[Rows from a pointing dataset]

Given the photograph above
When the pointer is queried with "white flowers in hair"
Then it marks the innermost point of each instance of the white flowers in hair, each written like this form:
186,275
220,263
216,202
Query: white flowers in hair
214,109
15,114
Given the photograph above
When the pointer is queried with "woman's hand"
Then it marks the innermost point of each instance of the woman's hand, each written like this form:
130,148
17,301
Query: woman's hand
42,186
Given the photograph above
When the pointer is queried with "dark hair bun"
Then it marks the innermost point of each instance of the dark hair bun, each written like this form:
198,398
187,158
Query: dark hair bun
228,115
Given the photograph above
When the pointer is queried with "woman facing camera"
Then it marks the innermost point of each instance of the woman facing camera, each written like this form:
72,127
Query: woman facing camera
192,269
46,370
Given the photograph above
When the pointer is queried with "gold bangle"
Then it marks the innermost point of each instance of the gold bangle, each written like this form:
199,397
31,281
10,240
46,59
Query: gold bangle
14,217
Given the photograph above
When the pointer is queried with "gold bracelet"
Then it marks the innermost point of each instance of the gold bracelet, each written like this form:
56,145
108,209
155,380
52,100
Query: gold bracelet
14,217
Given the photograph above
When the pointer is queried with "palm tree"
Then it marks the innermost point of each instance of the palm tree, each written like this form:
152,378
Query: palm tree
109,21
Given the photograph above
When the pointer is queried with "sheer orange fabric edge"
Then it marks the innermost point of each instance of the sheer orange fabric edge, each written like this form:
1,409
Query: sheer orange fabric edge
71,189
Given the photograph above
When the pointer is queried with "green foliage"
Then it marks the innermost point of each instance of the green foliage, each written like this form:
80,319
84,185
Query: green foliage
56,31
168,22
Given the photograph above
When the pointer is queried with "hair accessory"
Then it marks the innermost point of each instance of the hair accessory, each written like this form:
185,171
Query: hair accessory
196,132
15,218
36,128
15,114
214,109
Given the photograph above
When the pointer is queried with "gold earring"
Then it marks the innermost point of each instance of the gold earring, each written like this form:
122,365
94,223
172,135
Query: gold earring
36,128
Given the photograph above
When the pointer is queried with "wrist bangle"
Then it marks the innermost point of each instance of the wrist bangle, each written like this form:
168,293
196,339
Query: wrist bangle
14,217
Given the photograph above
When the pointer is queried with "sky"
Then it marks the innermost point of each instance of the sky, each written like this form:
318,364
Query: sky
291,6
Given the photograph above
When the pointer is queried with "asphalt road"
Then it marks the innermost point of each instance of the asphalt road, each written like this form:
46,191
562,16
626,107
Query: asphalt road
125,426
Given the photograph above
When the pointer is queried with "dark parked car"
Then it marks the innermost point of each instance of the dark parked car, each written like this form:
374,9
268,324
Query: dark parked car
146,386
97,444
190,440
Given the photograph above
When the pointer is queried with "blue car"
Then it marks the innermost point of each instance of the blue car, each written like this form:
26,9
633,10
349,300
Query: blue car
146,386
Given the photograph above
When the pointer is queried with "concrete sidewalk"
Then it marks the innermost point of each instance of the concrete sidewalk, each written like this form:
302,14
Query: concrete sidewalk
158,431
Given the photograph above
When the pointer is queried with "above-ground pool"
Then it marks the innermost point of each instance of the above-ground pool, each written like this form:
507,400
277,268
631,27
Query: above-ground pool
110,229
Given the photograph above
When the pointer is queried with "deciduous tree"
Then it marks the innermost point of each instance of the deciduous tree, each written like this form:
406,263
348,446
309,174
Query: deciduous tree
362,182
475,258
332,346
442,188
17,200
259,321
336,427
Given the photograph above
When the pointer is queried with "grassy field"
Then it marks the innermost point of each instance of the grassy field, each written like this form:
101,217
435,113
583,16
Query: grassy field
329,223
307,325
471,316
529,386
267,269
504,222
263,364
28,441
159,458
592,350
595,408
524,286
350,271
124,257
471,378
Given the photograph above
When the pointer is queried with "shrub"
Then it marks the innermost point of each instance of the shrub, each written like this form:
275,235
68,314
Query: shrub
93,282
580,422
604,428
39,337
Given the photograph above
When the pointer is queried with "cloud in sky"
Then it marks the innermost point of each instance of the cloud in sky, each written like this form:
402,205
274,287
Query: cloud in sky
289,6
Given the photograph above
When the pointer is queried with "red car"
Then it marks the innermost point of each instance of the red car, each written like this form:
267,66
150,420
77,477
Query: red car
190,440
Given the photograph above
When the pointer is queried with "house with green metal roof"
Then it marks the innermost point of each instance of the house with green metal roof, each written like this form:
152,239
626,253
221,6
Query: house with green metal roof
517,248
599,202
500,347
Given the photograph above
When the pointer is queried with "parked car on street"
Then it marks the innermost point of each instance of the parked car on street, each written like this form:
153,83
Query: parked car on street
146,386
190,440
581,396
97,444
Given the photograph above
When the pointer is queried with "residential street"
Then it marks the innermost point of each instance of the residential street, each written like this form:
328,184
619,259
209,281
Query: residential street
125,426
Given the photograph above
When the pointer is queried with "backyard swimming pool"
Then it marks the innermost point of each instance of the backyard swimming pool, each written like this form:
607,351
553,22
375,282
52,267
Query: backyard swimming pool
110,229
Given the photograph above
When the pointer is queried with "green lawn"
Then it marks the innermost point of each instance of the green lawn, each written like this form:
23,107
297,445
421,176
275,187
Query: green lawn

What to do: Pull out every line in the data above that contains the word "wrist", and copy each one as it appears.

Written answer:
When the pointer is queried with "wrist bangle"
Then it marks the innermost point of each instance of the wrist bangle, each written like this form:
Query: wrist bangle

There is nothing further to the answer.